What is required: Give back an exact repetition of the material below, from its first line through the line that contains "Phrase: overhead power line", both included, minus the pictures.

○ ○ ○ ○ ○

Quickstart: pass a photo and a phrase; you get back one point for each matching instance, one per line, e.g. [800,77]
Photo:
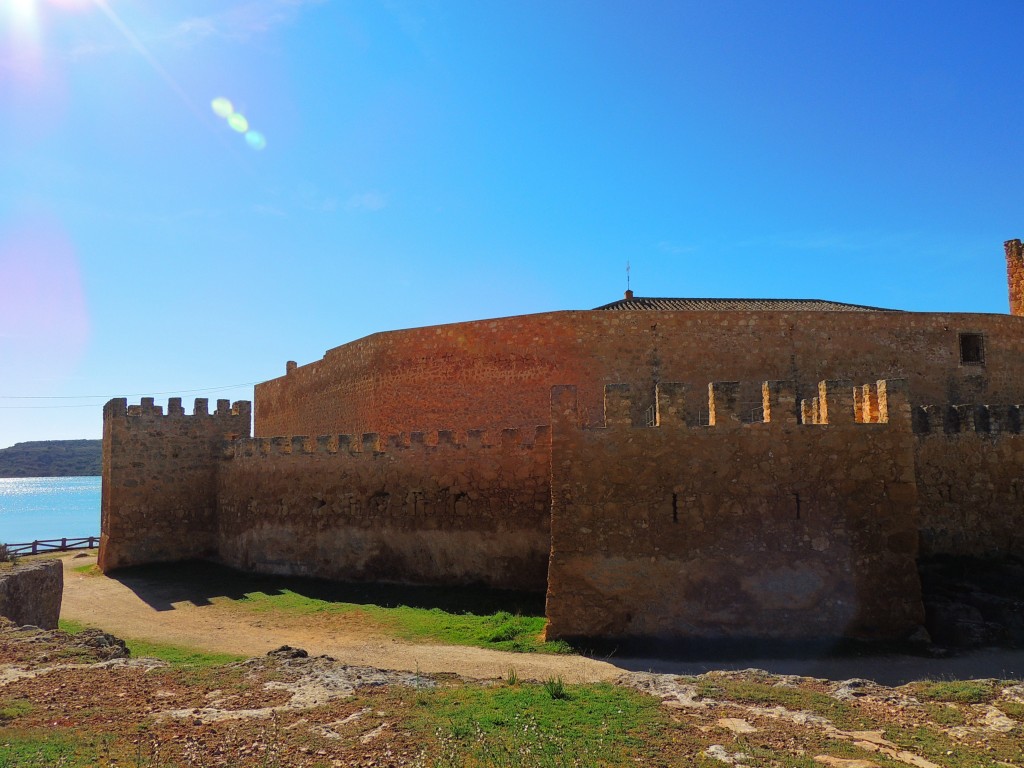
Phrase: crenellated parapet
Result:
[742,524]
[238,413]
[159,497]
[838,403]
[372,444]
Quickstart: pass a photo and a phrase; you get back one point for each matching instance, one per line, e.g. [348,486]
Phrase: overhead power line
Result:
[109,396]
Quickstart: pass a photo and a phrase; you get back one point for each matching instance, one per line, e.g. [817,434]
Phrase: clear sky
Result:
[418,163]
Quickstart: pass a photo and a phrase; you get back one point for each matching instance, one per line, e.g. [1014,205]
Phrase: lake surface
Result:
[34,508]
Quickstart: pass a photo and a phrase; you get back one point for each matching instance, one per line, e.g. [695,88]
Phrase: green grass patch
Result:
[71,626]
[1013,710]
[961,691]
[179,655]
[173,654]
[500,630]
[13,709]
[943,714]
[524,726]
[942,750]
[41,749]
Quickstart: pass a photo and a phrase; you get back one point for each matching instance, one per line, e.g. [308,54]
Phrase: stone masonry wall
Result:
[421,508]
[159,481]
[32,593]
[1015,275]
[498,373]
[773,529]
[970,463]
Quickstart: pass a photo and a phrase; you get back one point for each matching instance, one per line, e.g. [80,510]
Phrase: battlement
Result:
[372,443]
[838,402]
[968,418]
[119,407]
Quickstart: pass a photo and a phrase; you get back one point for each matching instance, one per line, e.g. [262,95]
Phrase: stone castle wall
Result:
[159,481]
[735,529]
[425,508]
[497,374]
[970,462]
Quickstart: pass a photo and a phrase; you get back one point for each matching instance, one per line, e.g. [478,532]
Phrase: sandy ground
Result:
[221,626]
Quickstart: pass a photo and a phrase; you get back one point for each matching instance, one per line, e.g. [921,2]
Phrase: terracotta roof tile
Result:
[744,305]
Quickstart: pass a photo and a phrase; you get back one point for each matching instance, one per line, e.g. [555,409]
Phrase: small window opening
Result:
[972,349]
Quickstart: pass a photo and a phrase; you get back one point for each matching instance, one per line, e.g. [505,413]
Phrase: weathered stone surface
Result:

○ ○ ○ ○ ○

Exercise result:
Quickstart: pass a photo and a phrase; you get back one point for each matching instance, one per line, e.g. [800,77]
Photo:
Phrase: crenellated parapet
Result:
[742,524]
[238,413]
[159,497]
[838,403]
[372,444]
Quickstart: pass a photo and a phrase; you get back one point for each matching instance, one per line, e.g. [348,486]
Phrase: overhead power line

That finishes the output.